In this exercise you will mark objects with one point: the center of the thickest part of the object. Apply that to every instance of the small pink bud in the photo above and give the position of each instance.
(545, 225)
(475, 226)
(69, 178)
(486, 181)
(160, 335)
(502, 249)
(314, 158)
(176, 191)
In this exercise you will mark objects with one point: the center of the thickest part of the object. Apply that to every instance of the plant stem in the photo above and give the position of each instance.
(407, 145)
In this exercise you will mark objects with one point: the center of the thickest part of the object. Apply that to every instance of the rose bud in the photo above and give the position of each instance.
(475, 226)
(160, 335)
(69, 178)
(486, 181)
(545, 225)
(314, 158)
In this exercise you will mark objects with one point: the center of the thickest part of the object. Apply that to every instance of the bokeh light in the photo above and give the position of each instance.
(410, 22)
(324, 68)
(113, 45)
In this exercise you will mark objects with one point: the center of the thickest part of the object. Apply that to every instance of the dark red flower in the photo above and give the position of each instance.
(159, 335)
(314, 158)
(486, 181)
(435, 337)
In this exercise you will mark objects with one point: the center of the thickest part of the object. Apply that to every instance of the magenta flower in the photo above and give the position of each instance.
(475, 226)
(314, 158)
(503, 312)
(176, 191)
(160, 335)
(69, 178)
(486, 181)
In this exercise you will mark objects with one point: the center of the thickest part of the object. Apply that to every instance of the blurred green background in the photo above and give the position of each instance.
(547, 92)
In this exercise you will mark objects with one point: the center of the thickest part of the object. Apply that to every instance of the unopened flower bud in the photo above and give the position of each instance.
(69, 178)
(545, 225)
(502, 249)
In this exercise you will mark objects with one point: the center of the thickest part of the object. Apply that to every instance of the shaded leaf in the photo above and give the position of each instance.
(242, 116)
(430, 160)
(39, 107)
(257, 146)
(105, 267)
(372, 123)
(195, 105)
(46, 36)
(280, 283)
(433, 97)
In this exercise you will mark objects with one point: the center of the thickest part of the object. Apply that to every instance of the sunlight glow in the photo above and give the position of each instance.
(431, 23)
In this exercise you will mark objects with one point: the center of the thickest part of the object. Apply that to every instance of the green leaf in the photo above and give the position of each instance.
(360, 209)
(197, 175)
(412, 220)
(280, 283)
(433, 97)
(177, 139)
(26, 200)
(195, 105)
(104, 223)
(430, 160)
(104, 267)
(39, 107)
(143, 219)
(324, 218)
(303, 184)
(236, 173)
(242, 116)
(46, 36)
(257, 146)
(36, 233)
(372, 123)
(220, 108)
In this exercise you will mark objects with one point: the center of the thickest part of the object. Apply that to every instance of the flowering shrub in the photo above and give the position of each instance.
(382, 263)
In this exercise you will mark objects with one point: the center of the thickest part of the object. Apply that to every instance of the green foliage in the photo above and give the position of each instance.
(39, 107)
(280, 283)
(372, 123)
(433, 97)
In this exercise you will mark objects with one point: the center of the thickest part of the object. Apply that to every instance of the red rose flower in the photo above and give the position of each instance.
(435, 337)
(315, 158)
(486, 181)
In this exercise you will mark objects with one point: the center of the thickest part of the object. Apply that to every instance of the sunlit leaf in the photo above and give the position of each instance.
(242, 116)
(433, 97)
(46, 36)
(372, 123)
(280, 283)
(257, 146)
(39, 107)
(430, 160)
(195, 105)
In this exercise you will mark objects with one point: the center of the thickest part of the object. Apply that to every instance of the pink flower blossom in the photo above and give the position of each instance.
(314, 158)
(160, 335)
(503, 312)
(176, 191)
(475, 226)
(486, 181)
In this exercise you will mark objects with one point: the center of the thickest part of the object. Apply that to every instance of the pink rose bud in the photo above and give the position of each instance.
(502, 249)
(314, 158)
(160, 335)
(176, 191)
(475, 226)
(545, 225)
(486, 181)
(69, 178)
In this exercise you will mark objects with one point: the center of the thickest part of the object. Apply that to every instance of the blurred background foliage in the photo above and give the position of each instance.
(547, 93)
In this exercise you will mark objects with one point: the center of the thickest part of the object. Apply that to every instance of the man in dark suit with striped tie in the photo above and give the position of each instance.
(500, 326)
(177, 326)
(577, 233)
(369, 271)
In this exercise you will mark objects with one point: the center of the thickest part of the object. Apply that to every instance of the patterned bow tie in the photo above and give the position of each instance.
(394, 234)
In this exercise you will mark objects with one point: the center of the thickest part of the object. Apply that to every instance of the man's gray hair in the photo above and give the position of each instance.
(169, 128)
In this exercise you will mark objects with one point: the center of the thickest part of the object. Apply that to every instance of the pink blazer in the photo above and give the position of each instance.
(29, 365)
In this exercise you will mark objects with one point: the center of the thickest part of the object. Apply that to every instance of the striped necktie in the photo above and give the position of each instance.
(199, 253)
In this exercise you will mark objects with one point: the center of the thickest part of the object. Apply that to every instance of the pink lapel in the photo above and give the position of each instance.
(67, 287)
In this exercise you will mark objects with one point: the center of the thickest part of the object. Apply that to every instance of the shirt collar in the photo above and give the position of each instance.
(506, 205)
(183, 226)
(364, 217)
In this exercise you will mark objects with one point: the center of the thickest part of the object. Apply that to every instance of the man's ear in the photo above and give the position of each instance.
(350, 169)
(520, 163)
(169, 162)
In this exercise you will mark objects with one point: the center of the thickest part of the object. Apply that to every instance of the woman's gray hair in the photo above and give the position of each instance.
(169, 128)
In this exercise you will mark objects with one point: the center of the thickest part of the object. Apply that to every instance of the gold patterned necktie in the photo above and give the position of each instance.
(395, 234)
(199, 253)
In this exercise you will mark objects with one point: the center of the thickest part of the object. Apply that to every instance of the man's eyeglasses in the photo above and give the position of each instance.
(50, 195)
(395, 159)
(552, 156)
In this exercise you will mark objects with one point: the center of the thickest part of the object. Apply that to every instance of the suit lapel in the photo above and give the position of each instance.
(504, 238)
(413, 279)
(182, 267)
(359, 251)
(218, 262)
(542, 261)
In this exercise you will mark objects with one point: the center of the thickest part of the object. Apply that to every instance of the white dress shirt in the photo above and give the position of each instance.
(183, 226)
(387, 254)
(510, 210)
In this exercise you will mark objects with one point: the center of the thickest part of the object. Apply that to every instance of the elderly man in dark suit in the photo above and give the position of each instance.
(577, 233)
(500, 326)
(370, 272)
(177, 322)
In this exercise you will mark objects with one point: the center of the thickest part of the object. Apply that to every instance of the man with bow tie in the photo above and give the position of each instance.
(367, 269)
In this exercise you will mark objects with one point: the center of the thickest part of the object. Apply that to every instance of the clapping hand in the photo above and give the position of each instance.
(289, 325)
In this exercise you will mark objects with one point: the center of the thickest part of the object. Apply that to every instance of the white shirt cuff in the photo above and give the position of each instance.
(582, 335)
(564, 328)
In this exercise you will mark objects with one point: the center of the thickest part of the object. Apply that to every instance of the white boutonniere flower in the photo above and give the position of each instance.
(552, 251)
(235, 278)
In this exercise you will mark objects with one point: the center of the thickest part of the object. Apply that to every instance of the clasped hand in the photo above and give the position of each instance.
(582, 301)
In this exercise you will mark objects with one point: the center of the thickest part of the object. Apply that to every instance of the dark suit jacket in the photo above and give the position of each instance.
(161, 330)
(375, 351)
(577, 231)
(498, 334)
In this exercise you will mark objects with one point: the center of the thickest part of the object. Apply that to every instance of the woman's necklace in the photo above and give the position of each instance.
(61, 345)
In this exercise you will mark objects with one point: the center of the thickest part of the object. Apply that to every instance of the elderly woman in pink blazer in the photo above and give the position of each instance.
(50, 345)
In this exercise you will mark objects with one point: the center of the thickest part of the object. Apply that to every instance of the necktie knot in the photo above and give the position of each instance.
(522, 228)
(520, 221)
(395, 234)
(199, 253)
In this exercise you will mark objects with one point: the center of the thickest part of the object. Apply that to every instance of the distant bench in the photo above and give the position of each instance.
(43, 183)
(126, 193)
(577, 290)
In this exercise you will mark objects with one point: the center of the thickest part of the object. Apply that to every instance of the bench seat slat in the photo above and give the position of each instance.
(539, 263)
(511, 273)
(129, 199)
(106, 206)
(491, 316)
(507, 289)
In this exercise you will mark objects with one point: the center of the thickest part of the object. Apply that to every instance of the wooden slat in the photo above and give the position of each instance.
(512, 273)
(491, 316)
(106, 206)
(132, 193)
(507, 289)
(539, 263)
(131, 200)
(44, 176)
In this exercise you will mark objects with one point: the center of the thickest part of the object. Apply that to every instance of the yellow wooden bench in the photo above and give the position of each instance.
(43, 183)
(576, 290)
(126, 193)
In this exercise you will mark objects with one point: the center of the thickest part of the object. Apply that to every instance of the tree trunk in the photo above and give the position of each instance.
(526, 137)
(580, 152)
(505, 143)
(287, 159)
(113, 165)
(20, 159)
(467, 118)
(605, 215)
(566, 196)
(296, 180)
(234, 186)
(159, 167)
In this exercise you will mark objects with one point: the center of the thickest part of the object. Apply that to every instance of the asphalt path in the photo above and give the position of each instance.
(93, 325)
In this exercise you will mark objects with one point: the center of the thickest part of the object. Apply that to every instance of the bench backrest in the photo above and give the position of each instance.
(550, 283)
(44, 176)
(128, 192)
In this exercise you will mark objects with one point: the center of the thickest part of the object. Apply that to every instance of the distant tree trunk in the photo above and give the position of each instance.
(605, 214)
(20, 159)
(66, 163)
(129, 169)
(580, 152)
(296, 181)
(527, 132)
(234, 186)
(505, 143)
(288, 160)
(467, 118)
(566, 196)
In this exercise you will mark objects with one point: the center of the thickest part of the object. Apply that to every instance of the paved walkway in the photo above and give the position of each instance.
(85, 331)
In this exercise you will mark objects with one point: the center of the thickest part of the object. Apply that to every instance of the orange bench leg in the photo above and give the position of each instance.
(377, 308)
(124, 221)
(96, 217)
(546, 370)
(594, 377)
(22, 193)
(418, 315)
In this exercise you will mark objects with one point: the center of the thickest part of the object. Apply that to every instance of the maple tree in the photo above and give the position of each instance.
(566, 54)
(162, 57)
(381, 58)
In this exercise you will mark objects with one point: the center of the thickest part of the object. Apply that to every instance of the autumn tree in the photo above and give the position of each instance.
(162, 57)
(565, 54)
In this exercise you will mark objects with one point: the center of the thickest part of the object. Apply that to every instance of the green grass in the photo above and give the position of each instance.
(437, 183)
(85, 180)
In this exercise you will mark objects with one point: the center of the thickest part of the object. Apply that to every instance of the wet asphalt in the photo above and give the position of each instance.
○ ○ ○ ○ ○ ○ ○
**CHALLENGE**
Repeat exactly, and only, the lines from the line containing "the bench backrest" through the last line of the records above, both included.

**RESULT FOR THIS EXERCISE**
In this exercise you will mark objects with one point: the center of the thickest part of the object. Apply that to every instance of the bench backrest in the photo above and give the position of each instance.
(550, 283)
(44, 176)
(128, 192)
In this exercise you will mark objects with one point: the center of the thickest part of the object. Apply that to every instance of the distant tree trunk in the photo above and give the position of each instance.
(605, 214)
(20, 159)
(66, 163)
(129, 169)
(580, 152)
(296, 181)
(527, 132)
(234, 186)
(505, 143)
(288, 160)
(467, 118)
(566, 196)
In this exercise you will mark objects with one point: the center of the thickest part of the object. Apply that to every instance of the paved walkway in the photo above and give the position of each instance.
(85, 331)
In this exercise you will mark objects with one point: the center of the thickest part of the object. Apply that to every instance of the orange bench leg in the photo above and give the position of each instance.
(377, 308)
(124, 221)
(96, 217)
(546, 370)
(594, 377)
(22, 193)
(418, 315)
In this exercise you will mark objects with one point: the center of the thickest part of the object. Apply that to every instance of the maple tree in the photo above and give the position of each instance.
(566, 54)
(162, 57)
(381, 58)
In this exercise you will mark objects with one point: the center of the thickest part of the object. Apply that to every instance of the autumn tree in the photo above and give the position of each instance.
(162, 57)
(565, 54)
In this exercise you will mark objects with one point: the center of the thickest part of the object. Apply that to every instance of the green grass in the photo above and give the position of each instance.
(437, 183)
(85, 180)
In this exercise you will mark objects with one point: the center of the thickest part of the object. Apply that to every instance of the wet asphalt in the photo above and give the position of each instance.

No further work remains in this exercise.